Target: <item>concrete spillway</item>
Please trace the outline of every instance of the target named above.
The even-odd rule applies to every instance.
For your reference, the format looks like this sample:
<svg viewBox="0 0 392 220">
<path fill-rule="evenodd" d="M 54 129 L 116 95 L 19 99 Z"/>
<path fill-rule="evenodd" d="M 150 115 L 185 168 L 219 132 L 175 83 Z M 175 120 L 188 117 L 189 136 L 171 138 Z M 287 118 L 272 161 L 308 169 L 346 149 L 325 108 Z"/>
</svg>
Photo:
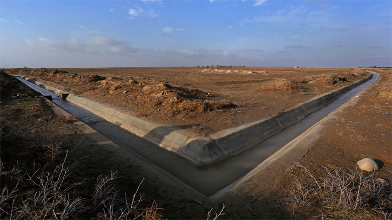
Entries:
<svg viewBox="0 0 392 220">
<path fill-rule="evenodd" d="M 306 117 L 296 123 L 285 126 L 280 123 L 280 126 L 285 127 L 284 129 L 247 150 L 228 156 L 214 166 L 205 167 L 198 167 L 189 160 L 135 135 L 118 125 L 109 122 L 84 108 L 62 99 L 55 94 L 20 78 L 18 79 L 43 95 L 51 96 L 53 101 L 58 106 L 76 115 L 115 143 L 153 163 L 186 187 L 200 193 L 199 195 L 210 197 L 219 194 L 220 191 L 246 175 L 282 147 L 355 96 L 375 80 L 375 78 L 358 83 L 356 86 L 352 86 L 352 89 L 347 90 L 345 94 L 340 94 L 341 96 L 333 102 L 331 101 L 326 107 L 312 114 L 307 114 Z M 290 120 L 284 121 L 289 122 Z M 283 121 L 282 123 L 284 124 Z"/>
</svg>

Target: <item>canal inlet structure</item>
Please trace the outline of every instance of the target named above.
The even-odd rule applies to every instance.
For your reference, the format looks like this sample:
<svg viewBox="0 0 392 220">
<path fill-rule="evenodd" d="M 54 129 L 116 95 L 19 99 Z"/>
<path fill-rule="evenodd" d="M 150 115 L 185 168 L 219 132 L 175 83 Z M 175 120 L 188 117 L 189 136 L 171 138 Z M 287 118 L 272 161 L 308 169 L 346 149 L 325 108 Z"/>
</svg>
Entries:
<svg viewBox="0 0 392 220">
<path fill-rule="evenodd" d="M 376 73 L 371 73 L 376 77 L 377 76 Z M 324 100 L 326 104 L 322 101 L 323 106 L 321 107 L 314 107 L 317 105 L 314 104 L 308 104 L 308 106 L 303 104 L 282 113 L 285 115 L 275 116 L 278 119 L 274 117 L 272 119 L 278 122 L 279 122 L 278 119 L 281 119 L 280 121 L 282 123 L 279 122 L 278 124 L 281 127 L 285 127 L 284 128 L 278 129 L 277 130 L 280 130 L 278 132 L 255 143 L 253 146 L 246 148 L 246 150 L 233 155 L 227 155 L 224 160 L 216 163 L 213 165 L 209 164 L 210 165 L 209 166 L 198 165 L 194 161 L 178 154 L 173 153 L 173 152 L 168 150 L 167 149 L 159 146 L 154 140 L 149 139 L 150 137 L 148 135 L 135 135 L 133 133 L 134 132 L 131 133 L 122 128 L 121 127 L 124 127 L 124 126 L 122 124 L 116 122 L 111 123 L 88 111 L 88 108 L 83 108 L 79 106 L 81 105 L 80 104 L 77 105 L 71 102 L 72 101 L 71 100 L 72 99 L 70 98 L 76 97 L 77 99 L 78 97 L 74 94 L 67 94 L 63 91 L 46 86 L 27 77 L 20 76 L 17 78 L 44 96 L 49 97 L 47 96 L 50 96 L 52 101 L 58 106 L 71 114 L 76 115 L 82 121 L 121 147 L 136 156 L 148 161 L 149 163 L 151 163 L 158 171 L 179 183 L 197 195 L 207 200 L 217 199 L 224 195 L 256 172 L 266 172 L 266 175 L 270 176 L 270 174 L 266 172 L 270 173 L 274 171 L 270 170 L 268 167 L 273 165 L 274 163 L 276 163 L 280 159 L 283 159 L 282 156 L 284 155 L 292 154 L 295 156 L 299 154 L 302 156 L 306 154 L 308 151 L 307 149 L 297 150 L 298 148 L 304 148 L 303 146 L 299 146 L 301 145 L 299 144 L 301 141 L 303 141 L 305 138 L 309 138 L 309 135 L 304 135 L 304 134 L 312 132 L 318 123 L 319 124 L 323 120 L 325 120 L 329 115 L 347 104 L 349 102 L 348 102 L 349 100 L 355 99 L 355 96 L 357 96 L 359 93 L 376 80 L 380 80 L 380 78 L 382 77 L 381 75 L 378 75 L 378 77 L 372 77 L 373 75 L 347 87 L 339 88 L 328 94 L 315 97 L 311 100 Z M 91 101 L 89 102 L 92 103 L 94 102 Z M 318 101 L 314 102 L 320 103 Z M 310 109 L 312 108 L 312 105 L 313 109 L 318 109 L 313 111 L 312 114 L 306 112 L 306 114 L 305 114 L 303 111 L 296 109 L 299 107 Z M 305 108 L 304 106 L 305 106 Z M 301 114 L 305 115 L 301 116 Z M 284 115 L 285 117 L 284 117 Z M 121 118 L 120 118 L 120 120 Z M 271 120 L 271 119 L 267 120 Z M 255 132 L 254 130 L 257 130 L 258 127 L 254 125 L 265 123 L 263 121 L 254 123 L 252 124 L 253 127 L 245 125 L 236 128 L 236 131 L 250 133 L 250 135 L 248 134 L 245 135 L 245 137 L 259 135 L 259 131 Z M 167 125 L 163 127 L 155 126 L 152 130 L 155 129 L 155 131 L 158 130 L 159 131 L 159 129 L 156 129 L 157 127 L 167 128 Z M 168 128 L 170 130 L 178 132 L 174 127 L 169 126 Z M 258 127 L 259 127 L 259 126 Z M 276 127 L 272 127 L 273 129 Z M 223 131 L 220 132 L 221 137 L 222 136 L 222 133 L 226 135 L 228 133 L 229 135 L 230 133 L 234 133 L 234 137 L 238 135 L 238 133 L 236 135 L 236 133 L 233 132 L 232 131 L 231 133 L 227 131 Z M 138 134 L 137 132 L 135 133 Z M 170 132 L 169 134 L 173 132 Z M 167 133 L 165 133 L 167 135 Z M 187 134 L 186 132 L 182 133 L 183 133 Z M 219 139 L 219 135 L 217 134 L 213 134 L 212 136 L 214 137 L 214 134 L 216 137 L 218 137 Z M 224 135 L 223 136 L 224 137 Z M 299 138 L 300 140 L 299 140 Z M 170 138 L 165 142 L 168 142 L 169 141 Z M 312 142 L 309 142 L 309 140 L 307 141 L 308 143 Z M 234 142 L 233 143 L 236 143 L 237 142 Z M 294 148 L 296 149 L 296 153 L 293 153 Z M 284 159 L 286 162 L 292 163 L 293 160 L 289 156 Z"/>
</svg>

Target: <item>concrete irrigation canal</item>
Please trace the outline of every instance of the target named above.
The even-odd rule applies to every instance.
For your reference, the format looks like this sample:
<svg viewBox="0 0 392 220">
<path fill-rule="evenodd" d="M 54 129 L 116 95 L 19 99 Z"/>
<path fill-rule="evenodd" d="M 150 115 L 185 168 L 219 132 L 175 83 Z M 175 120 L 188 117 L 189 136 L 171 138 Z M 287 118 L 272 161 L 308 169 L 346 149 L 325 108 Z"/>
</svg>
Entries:
<svg viewBox="0 0 392 220">
<path fill-rule="evenodd" d="M 371 73 L 374 75 L 373 77 L 315 97 L 270 119 L 207 137 L 178 131 L 174 126 L 154 126 L 137 119 L 131 122 L 134 123 L 134 128 L 127 128 L 122 122 L 131 116 L 127 118 L 126 115 L 113 110 L 107 111 L 112 114 L 110 117 L 100 117 L 96 114 L 99 112 L 92 110 L 93 102 L 89 101 L 89 104 L 82 107 L 80 100 L 80 103 L 74 103 L 80 98 L 73 94 L 59 96 L 58 95 L 63 92 L 51 88 L 50 90 L 56 94 L 42 88 L 48 87 L 34 80 L 24 77 L 17 78 L 44 96 L 51 96 L 57 105 L 76 115 L 119 146 L 153 164 L 157 169 L 197 194 L 213 198 L 224 194 L 252 172 L 278 159 L 279 155 L 287 153 L 288 151 L 283 150 L 288 144 L 292 144 L 302 134 L 375 81 L 377 74 Z M 146 128 L 147 125 L 149 127 Z M 137 130 L 139 127 L 140 130 Z"/>
</svg>

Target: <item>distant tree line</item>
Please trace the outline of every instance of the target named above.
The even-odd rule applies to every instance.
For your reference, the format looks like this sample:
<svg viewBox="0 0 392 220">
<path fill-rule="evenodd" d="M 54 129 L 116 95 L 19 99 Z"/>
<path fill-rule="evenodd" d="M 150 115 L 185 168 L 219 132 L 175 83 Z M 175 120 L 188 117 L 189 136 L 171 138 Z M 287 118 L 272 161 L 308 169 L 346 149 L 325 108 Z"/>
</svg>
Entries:
<svg viewBox="0 0 392 220">
<path fill-rule="evenodd" d="M 222 65 L 219 65 L 217 64 L 217 65 L 215 66 L 217 69 L 231 69 L 231 68 L 245 68 L 245 66 L 222 66 Z M 211 69 L 214 69 L 214 65 L 211 65 Z M 200 66 L 197 66 L 196 67 L 199 68 L 200 68 Z M 207 69 L 210 68 L 210 66 L 206 66 L 205 67 L 204 66 L 202 66 L 202 68 L 206 68 Z"/>
</svg>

_ _ _ _

Reproduce verbatim the lines running from the one that contains "Target: <item>distant tree line</item>" up to and including the final line above.

Target: <item>distant tree line</item>
Please trace the outline of every instance of the target named above.
The even-odd rule applies to every instance.
For your reference, the format looks like this sample:
<svg viewBox="0 0 392 220">
<path fill-rule="evenodd" d="M 54 129 L 116 95 L 19 99 Z"/>
<path fill-rule="evenodd" d="M 150 115 L 185 168 L 219 132 L 175 83 Z M 175 120 L 188 117 L 189 136 L 171 138 Z M 287 118 L 272 161 L 308 169 L 346 149 L 325 108 Z"/>
</svg>
Entries:
<svg viewBox="0 0 392 220">
<path fill-rule="evenodd" d="M 222 65 L 219 65 L 217 64 L 217 65 L 215 66 L 217 69 L 231 69 L 231 68 L 245 68 L 245 66 L 222 66 Z M 211 69 L 214 69 L 214 65 L 211 65 Z M 200 66 L 197 66 L 196 67 L 199 68 L 200 68 Z M 207 69 L 210 68 L 210 66 L 206 66 L 205 67 L 204 66 L 202 66 L 202 68 L 206 68 Z"/>
</svg>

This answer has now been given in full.